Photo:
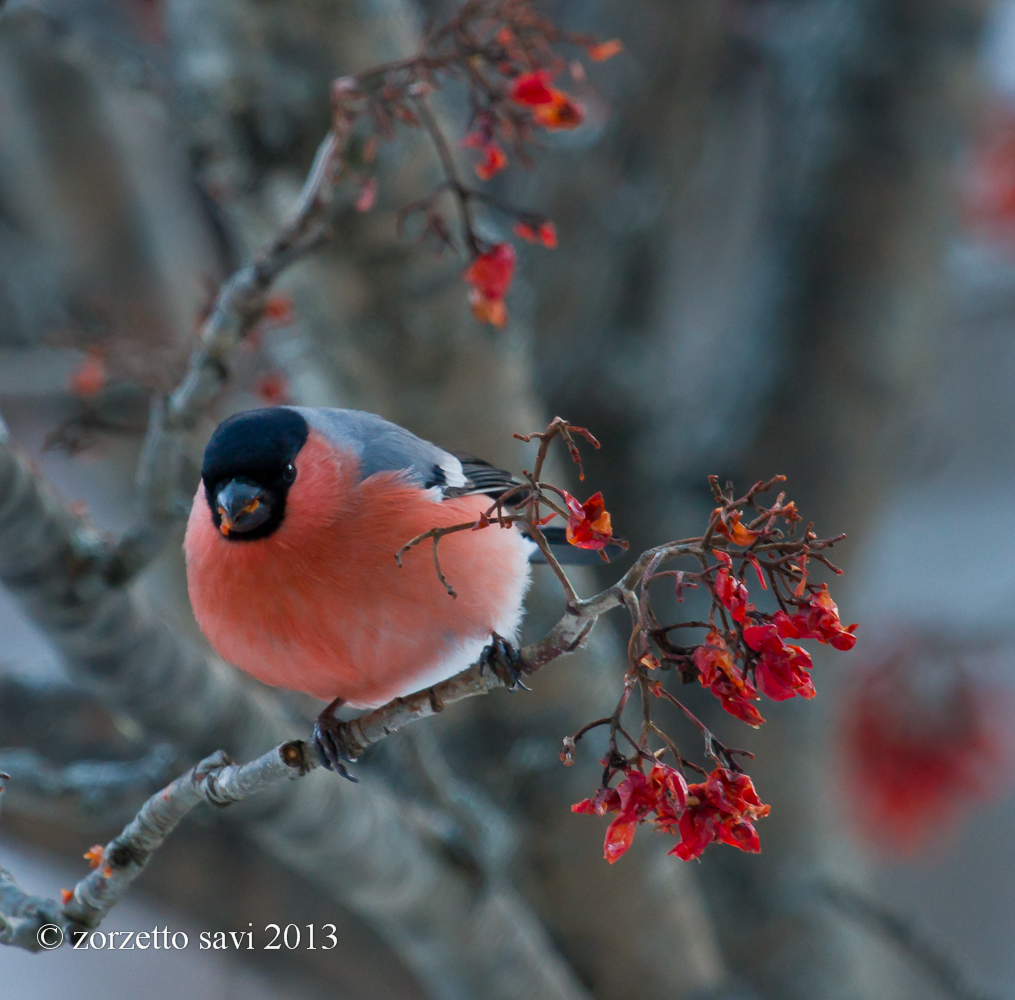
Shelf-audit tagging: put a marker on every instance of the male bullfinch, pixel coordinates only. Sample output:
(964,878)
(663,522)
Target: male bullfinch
(290,558)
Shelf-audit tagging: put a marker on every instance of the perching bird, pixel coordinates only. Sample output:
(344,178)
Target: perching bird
(290,558)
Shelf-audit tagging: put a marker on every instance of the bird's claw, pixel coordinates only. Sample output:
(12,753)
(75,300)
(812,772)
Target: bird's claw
(329,741)
(505,661)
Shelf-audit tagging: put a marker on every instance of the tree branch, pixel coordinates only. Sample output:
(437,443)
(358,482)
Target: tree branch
(237,309)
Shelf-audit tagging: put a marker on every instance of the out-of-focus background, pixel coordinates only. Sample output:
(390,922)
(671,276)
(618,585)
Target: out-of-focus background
(787,245)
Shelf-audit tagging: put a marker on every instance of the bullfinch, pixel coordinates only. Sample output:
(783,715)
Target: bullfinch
(290,558)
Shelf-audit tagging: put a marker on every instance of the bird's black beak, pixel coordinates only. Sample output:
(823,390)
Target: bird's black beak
(243,506)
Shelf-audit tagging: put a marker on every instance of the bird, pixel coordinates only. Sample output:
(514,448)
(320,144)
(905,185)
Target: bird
(290,559)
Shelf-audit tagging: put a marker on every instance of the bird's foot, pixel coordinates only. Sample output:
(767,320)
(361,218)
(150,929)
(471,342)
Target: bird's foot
(505,661)
(329,741)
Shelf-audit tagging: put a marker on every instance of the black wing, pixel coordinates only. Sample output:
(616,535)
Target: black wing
(484,478)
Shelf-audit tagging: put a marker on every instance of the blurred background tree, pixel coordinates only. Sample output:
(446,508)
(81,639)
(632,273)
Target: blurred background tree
(760,269)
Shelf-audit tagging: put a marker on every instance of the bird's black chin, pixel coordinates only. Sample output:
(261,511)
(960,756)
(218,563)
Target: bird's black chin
(243,510)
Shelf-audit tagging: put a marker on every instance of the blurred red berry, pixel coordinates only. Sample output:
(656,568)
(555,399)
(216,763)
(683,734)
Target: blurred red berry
(490,275)
(532,89)
(605,50)
(278,311)
(89,378)
(544,232)
(924,739)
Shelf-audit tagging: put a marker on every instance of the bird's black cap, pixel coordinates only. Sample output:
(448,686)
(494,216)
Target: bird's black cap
(260,447)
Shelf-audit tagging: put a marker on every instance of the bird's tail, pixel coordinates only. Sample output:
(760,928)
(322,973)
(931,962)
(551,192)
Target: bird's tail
(568,554)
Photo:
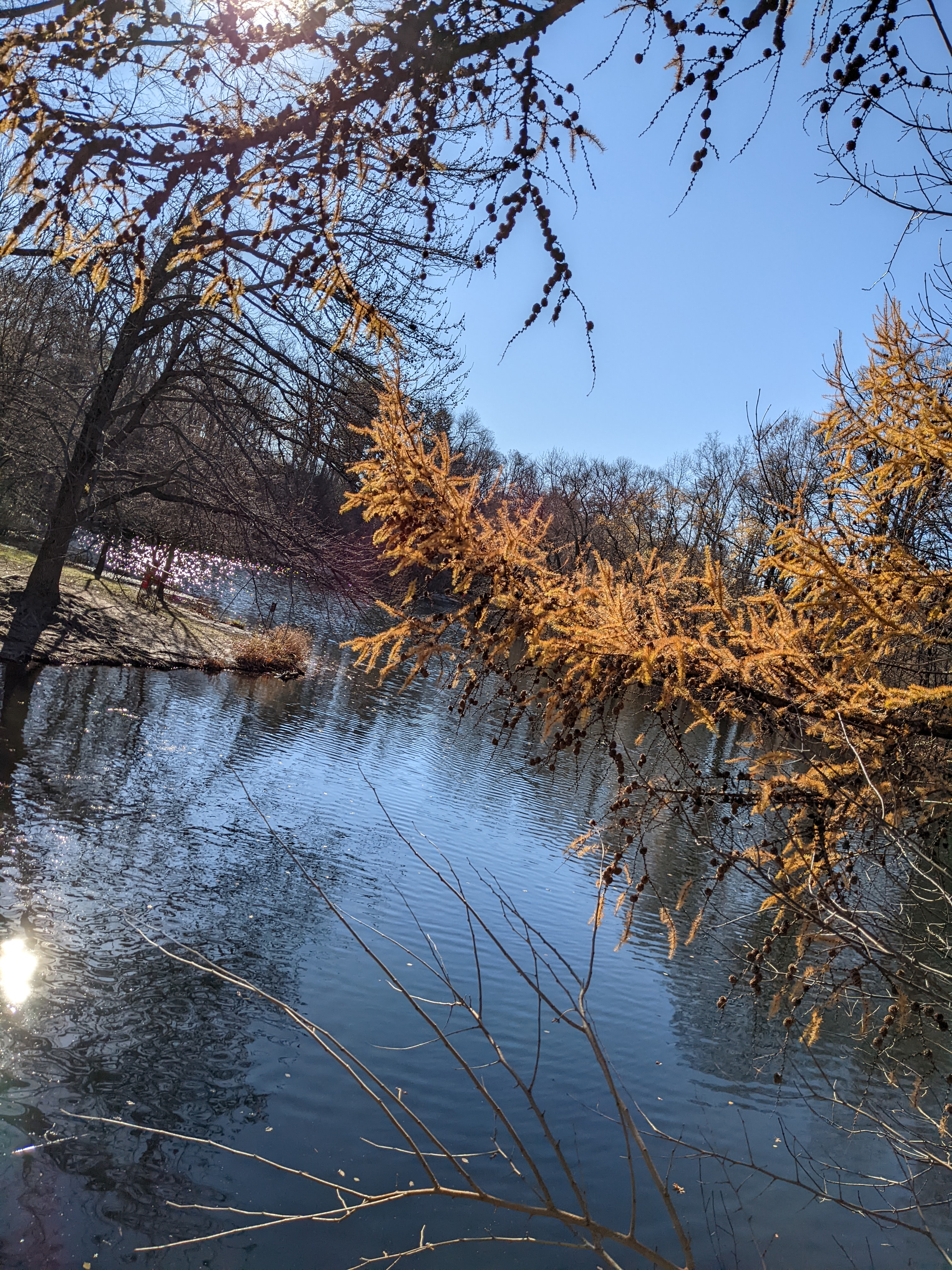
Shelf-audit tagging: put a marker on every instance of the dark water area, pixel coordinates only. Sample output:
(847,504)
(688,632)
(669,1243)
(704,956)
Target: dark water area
(125,821)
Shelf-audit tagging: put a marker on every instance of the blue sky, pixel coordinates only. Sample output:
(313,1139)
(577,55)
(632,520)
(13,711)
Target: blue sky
(742,291)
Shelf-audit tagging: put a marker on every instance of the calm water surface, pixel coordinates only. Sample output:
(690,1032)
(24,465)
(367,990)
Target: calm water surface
(125,815)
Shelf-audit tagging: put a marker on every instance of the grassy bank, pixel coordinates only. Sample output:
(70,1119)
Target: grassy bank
(98,623)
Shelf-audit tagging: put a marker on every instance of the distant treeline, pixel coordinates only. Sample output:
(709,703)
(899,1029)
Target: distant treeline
(723,497)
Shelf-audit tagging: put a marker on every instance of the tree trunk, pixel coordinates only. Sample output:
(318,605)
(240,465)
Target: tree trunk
(103,557)
(38,603)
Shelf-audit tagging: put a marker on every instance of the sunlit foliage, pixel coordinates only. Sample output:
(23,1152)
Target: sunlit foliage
(835,667)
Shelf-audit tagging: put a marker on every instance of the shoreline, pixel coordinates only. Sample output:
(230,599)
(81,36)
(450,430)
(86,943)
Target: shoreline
(98,623)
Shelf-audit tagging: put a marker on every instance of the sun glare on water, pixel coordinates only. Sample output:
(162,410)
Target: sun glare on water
(17,967)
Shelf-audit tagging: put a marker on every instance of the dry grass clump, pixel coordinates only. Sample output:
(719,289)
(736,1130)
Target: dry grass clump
(281,651)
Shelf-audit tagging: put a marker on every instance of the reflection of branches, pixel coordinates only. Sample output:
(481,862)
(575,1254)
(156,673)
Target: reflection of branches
(527,1171)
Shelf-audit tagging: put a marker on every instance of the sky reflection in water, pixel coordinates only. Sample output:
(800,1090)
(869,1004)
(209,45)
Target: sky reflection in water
(125,812)
(17,967)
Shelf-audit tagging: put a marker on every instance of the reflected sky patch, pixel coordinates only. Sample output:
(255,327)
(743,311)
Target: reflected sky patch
(17,967)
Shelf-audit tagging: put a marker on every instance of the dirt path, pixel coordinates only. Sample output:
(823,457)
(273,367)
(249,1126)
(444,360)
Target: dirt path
(101,624)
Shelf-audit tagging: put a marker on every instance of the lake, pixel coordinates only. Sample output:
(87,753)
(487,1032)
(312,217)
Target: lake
(126,834)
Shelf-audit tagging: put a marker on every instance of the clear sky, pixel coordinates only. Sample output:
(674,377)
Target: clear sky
(742,291)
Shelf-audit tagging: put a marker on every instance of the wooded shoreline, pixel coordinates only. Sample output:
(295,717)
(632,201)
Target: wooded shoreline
(99,623)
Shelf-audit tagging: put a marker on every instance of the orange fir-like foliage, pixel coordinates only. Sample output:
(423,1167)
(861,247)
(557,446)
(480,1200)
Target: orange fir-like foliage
(836,663)
(850,638)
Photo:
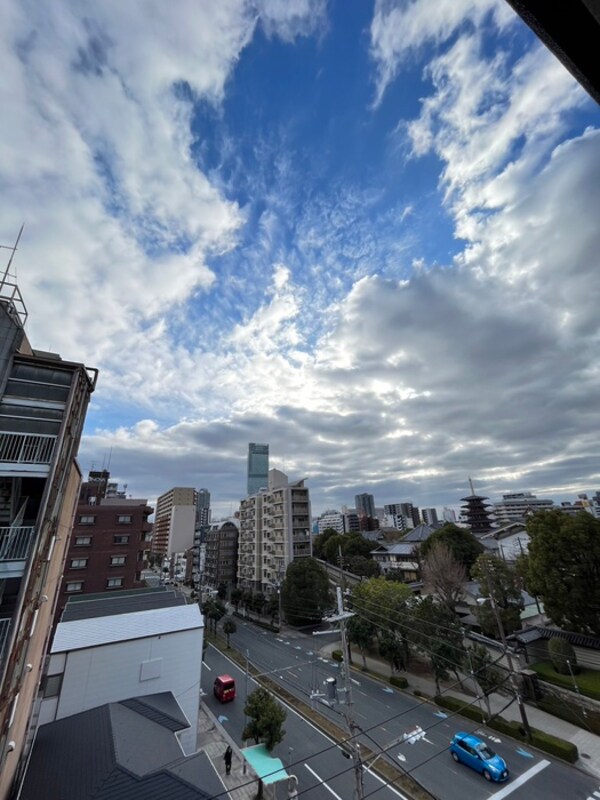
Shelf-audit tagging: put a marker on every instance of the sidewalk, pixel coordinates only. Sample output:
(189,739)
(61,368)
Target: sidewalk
(213,740)
(588,744)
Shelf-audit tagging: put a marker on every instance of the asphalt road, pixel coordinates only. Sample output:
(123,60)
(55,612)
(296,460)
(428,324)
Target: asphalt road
(322,770)
(413,733)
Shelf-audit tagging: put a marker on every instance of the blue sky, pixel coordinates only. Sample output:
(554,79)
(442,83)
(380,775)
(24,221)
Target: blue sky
(360,231)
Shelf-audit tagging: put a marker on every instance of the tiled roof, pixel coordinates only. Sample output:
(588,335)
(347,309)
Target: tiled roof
(115,753)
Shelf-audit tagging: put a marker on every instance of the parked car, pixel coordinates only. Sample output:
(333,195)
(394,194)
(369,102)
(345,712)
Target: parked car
(224,688)
(477,754)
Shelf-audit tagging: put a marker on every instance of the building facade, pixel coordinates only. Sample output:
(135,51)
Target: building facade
(175,521)
(258,468)
(43,402)
(220,559)
(274,531)
(518,505)
(108,546)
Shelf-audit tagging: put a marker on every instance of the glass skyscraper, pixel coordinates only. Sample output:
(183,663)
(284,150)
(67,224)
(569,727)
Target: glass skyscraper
(258,467)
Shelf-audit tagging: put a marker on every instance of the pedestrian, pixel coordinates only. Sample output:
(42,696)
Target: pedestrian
(228,756)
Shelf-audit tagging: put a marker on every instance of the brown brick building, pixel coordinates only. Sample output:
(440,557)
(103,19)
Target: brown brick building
(108,546)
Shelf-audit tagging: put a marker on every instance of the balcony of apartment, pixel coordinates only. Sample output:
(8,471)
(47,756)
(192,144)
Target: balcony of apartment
(15,547)
(26,453)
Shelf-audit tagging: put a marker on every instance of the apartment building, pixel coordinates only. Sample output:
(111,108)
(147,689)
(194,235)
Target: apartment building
(43,402)
(274,531)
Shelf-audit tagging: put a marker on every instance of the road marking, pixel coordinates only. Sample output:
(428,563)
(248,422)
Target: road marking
(322,782)
(509,789)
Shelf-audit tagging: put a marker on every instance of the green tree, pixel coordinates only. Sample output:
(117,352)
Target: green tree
(229,627)
(305,594)
(265,719)
(465,547)
(366,567)
(499,584)
(361,632)
(563,568)
(435,631)
(320,541)
(562,655)
(488,676)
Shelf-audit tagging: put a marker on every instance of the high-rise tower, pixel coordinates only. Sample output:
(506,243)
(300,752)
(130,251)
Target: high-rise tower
(258,468)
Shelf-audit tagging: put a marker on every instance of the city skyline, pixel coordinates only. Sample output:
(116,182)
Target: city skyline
(356,231)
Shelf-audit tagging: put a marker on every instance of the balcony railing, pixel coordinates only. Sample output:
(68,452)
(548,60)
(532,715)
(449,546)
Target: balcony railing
(26,448)
(15,543)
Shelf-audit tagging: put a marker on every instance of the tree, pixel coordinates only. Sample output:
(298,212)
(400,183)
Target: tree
(444,575)
(464,547)
(562,655)
(265,718)
(563,568)
(229,627)
(489,677)
(361,632)
(499,584)
(366,567)
(436,632)
(305,594)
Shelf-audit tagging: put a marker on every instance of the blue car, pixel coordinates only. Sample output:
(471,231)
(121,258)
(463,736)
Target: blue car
(472,751)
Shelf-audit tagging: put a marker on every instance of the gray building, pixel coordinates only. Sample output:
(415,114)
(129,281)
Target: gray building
(258,468)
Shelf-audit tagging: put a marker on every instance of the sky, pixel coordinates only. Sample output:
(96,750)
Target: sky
(357,230)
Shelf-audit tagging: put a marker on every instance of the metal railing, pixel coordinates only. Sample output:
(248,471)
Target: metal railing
(26,448)
(15,543)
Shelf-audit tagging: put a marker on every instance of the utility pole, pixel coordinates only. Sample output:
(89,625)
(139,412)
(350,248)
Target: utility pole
(342,617)
(508,653)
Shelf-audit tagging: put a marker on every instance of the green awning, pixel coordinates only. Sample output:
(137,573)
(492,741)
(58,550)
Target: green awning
(269,769)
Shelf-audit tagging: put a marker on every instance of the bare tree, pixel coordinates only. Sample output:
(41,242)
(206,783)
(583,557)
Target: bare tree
(444,576)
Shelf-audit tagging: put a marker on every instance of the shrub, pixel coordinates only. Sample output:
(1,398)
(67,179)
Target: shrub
(561,653)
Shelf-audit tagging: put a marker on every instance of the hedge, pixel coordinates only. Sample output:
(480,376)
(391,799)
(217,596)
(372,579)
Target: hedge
(544,741)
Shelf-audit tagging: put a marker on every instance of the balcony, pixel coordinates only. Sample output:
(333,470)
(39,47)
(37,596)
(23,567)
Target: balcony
(26,453)
(15,546)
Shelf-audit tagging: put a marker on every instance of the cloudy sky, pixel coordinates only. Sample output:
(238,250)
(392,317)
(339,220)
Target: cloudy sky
(365,232)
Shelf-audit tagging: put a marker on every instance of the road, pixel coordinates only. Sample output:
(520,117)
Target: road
(411,732)
(322,770)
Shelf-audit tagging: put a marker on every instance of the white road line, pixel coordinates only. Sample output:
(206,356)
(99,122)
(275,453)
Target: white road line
(322,782)
(509,788)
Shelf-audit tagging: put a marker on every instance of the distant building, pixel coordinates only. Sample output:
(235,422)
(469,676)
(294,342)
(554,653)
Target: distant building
(365,505)
(174,521)
(43,403)
(476,513)
(203,507)
(274,531)
(258,468)
(109,648)
(107,549)
(221,549)
(429,516)
(518,505)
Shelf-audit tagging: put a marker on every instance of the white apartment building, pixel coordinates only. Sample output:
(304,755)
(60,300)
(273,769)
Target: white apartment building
(274,531)
(518,505)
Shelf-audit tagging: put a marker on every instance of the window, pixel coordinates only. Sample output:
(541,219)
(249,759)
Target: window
(51,685)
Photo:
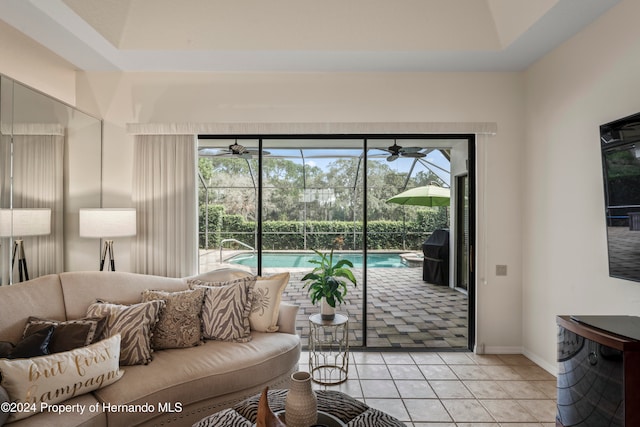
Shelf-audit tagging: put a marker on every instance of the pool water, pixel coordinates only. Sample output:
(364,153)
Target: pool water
(301,259)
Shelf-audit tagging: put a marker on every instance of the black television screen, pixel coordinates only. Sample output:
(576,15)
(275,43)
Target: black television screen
(620,145)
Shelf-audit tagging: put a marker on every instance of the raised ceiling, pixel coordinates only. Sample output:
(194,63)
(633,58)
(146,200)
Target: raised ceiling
(301,35)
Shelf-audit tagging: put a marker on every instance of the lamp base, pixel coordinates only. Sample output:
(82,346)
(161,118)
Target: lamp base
(108,251)
(18,249)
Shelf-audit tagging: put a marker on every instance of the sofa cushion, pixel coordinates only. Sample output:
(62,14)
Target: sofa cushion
(265,306)
(57,377)
(134,323)
(179,325)
(82,288)
(69,334)
(41,296)
(226,309)
(195,374)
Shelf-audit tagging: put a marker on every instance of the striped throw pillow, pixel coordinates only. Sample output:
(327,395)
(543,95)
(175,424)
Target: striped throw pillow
(226,309)
(134,323)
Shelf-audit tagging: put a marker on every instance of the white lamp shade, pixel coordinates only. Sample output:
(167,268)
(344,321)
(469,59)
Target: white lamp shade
(25,222)
(113,222)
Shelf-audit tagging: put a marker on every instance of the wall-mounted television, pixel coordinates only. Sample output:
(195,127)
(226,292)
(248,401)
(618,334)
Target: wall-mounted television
(620,145)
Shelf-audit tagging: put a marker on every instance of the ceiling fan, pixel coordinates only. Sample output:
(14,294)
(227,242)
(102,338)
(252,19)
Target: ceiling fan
(234,150)
(397,151)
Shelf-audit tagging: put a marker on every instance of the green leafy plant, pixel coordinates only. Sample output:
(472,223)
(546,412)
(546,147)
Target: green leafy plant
(328,280)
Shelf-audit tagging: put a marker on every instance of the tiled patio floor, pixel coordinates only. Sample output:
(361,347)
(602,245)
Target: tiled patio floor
(403,310)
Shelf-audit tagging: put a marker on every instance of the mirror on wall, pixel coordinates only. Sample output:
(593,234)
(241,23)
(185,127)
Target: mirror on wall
(50,167)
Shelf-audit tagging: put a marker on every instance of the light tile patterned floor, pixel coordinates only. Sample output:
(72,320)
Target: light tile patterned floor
(425,389)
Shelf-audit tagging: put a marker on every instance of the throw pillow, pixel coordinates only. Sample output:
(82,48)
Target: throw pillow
(4,399)
(57,377)
(6,348)
(134,323)
(267,295)
(179,325)
(33,345)
(68,334)
(226,309)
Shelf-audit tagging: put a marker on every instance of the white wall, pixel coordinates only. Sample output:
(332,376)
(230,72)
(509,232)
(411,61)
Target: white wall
(342,97)
(590,80)
(319,97)
(24,60)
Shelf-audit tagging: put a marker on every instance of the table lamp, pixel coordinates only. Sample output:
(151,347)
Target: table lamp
(106,223)
(23,222)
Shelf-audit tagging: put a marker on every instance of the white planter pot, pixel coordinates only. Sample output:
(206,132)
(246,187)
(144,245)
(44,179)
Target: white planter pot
(326,311)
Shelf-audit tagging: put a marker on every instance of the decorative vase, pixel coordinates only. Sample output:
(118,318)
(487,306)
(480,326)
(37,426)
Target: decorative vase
(326,311)
(301,404)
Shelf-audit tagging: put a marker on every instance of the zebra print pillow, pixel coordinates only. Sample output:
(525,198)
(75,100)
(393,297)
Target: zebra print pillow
(134,323)
(226,417)
(226,309)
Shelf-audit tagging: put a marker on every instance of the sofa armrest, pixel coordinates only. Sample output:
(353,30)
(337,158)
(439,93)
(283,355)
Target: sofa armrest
(287,318)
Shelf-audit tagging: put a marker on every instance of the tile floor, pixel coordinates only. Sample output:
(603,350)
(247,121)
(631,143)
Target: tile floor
(451,389)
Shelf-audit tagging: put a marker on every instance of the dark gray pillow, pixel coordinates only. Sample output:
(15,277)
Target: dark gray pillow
(34,345)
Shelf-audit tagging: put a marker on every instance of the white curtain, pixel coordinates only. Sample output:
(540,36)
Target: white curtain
(38,163)
(164,195)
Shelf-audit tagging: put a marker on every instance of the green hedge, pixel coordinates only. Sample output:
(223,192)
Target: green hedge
(322,235)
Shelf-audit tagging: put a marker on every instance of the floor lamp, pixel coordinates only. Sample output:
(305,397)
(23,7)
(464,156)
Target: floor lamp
(19,223)
(107,223)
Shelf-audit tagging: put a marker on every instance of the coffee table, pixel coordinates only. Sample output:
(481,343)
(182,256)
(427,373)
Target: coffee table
(341,409)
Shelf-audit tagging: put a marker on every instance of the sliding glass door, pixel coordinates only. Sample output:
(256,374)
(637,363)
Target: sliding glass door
(268,203)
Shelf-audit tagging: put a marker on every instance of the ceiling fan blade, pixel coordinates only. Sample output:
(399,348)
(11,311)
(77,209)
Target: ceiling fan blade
(415,155)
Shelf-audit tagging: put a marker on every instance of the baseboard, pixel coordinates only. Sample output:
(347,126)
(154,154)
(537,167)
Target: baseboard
(552,368)
(502,350)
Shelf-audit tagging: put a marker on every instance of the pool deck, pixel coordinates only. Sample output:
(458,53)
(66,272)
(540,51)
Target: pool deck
(403,310)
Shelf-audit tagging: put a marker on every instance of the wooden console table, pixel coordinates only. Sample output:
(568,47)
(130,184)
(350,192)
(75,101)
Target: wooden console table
(599,371)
==================================================
- [THE PROBLEM]: Could you give again exactly the lines from the line containing "green hedge, pixel" through the final line of the data above, and no others?

- [EXPECTED ANSWER]:
Shelf-audit tagging: put a marker on every instance of the green hedge, pixel coordinates only. Sample output:
(223,192)
Target: green hedge
(322,235)
Shelf-audit tagging: put a marker on every instance of the floor lamp, pixel coordinates only. Sample output:
(305,397)
(23,7)
(464,156)
Target: floor lamp
(19,223)
(107,223)
Shelf-audit tagging: put a marker on every instance of the coffee table, pixel coordinates only. Sample output:
(481,343)
(182,256)
(427,373)
Target: coffee table
(341,409)
Shelf-audit tagging: put a marker on every instance of the sliding glass door, pixel coordinates only. Sample output:
(256,374)
(637,363)
Target: sliding glass door
(268,203)
Shelf-audit tagging: put a marker on every instance of the ceiling fan blade, pixel coordinates only. Sample output:
(399,348)
(11,311)
(77,209)
Target: ceiling fan blade
(415,155)
Shelf-audit tagging: put a marker on every instance of the baseboard, pixel coordinates only. Sample output:
(347,126)
(154,154)
(537,167)
Target: baseboard
(552,368)
(502,350)
Shelf-audit tagging: put a marker on every instance of the pool deck, pixel coordinates only. Sample output:
(458,53)
(66,272)
(540,51)
Target: pool deck
(403,310)
Shelf-audit tagging: put a marker on every instance of the wooden console table, pixel coordinates only. Sample output:
(568,47)
(130,184)
(350,192)
(75,101)
Target: wooden console table
(599,371)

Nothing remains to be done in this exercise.